• Dataset entries:
==*==
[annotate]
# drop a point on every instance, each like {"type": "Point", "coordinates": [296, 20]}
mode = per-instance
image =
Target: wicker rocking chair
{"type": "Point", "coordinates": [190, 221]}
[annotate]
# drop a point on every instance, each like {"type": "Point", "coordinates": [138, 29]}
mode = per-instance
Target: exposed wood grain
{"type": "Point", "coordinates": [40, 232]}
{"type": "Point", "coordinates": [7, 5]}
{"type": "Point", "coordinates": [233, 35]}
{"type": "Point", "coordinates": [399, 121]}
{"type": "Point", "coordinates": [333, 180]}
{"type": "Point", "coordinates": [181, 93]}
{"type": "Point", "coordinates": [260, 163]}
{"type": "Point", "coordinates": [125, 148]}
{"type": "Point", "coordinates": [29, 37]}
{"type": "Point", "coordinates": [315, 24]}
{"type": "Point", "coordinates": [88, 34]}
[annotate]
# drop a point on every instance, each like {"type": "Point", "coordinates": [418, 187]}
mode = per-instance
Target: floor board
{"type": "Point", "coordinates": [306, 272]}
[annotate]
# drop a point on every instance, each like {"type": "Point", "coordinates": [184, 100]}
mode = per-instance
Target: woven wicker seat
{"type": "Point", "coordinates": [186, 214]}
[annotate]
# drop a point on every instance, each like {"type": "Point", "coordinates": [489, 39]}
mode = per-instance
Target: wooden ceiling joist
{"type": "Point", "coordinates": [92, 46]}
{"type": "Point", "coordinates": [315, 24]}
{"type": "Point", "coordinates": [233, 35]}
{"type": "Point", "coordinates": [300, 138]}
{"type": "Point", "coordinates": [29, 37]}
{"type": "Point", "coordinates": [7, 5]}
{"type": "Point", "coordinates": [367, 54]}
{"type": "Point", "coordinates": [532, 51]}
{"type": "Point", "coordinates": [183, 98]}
==*==
The entries must all be transcribed exactly.

• Problem solution:
[annotate]
# drop a point on every instance, each like {"type": "Point", "coordinates": [296, 20]}
mode = per-instance
image =
Target: wicker rocking chair
{"type": "Point", "coordinates": [190, 221]}
[annotate]
# drop a point on every instance, each like {"type": "Point", "coordinates": [138, 29]}
mode = per-instance
Target: exposed wood grain
{"type": "Point", "coordinates": [40, 232]}
{"type": "Point", "coordinates": [7, 5]}
{"type": "Point", "coordinates": [233, 35]}
{"type": "Point", "coordinates": [399, 121]}
{"type": "Point", "coordinates": [333, 180]}
{"type": "Point", "coordinates": [181, 93]}
{"type": "Point", "coordinates": [260, 163]}
{"type": "Point", "coordinates": [125, 148]}
{"type": "Point", "coordinates": [29, 37]}
{"type": "Point", "coordinates": [315, 24]}
{"type": "Point", "coordinates": [88, 34]}
[annotate]
# drop a point on every instance, each like {"type": "Point", "coordinates": [418, 187]}
mode = per-instance
Target: floor board
{"type": "Point", "coordinates": [306, 272]}
[annotate]
# drop a point on every instance, each like {"type": "Point", "coordinates": [184, 100]}
mode = per-instance
Target: woven wicker seat
{"type": "Point", "coordinates": [186, 214]}
[annotate]
# drop a point on every instance, each like {"type": "Point", "coordinates": [489, 39]}
mode = per-instance
Target: wooden ceiling joist
{"type": "Point", "coordinates": [92, 46]}
{"type": "Point", "coordinates": [315, 24]}
{"type": "Point", "coordinates": [233, 35]}
{"type": "Point", "coordinates": [300, 138]}
{"type": "Point", "coordinates": [29, 37]}
{"type": "Point", "coordinates": [7, 5]}
{"type": "Point", "coordinates": [367, 54]}
{"type": "Point", "coordinates": [532, 51]}
{"type": "Point", "coordinates": [183, 98]}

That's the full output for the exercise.